— DATA TO USE —
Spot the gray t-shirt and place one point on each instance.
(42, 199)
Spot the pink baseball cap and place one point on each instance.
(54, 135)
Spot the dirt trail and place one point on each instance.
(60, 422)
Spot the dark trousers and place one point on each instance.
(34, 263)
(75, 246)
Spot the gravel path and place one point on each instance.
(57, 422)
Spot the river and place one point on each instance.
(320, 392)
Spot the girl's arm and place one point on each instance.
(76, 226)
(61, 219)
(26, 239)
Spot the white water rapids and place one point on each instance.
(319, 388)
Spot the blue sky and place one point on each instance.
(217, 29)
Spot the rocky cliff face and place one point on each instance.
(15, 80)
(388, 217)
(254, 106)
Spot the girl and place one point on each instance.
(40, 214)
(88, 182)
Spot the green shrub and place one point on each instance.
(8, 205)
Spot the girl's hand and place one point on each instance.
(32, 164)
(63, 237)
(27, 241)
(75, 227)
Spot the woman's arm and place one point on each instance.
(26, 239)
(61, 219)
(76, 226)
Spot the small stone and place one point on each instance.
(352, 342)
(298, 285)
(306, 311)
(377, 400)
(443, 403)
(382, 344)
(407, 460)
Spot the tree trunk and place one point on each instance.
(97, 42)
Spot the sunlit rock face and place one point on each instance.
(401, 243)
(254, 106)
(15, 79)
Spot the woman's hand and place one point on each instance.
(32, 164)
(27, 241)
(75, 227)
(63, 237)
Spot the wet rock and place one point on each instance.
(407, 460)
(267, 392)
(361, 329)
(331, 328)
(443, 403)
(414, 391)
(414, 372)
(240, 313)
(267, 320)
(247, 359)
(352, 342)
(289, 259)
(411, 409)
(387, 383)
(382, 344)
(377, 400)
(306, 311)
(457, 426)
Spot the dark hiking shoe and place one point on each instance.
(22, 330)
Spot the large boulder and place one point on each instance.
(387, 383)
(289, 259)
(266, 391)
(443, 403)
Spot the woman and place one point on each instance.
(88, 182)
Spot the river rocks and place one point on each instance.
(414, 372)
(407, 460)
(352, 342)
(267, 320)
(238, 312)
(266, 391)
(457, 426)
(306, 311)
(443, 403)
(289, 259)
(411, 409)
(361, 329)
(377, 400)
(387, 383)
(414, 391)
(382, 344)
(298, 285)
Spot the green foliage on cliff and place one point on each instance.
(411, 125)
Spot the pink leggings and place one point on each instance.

— SHORT TASK —
Rewrite the listing from the line containing "Spot the large" through the end of the listing, changing "Spot" to "Find" and leaving everything else unaltered.

— RIGHT ANSWER —
Find the large boulder and place one point on each instance.
(387, 383)
(289, 259)
(266, 391)
(443, 403)
Find the woman and place one point on each instance.
(88, 182)
Find the river rocks and place one point on each instance.
(414, 372)
(407, 460)
(352, 342)
(267, 320)
(238, 312)
(266, 391)
(457, 426)
(306, 311)
(443, 403)
(289, 259)
(411, 409)
(361, 329)
(377, 400)
(387, 383)
(414, 391)
(382, 344)
(298, 285)
Find the green foliage on cliff and place one point on each instance.
(411, 125)
Find the pink leggings and place one point on each instance.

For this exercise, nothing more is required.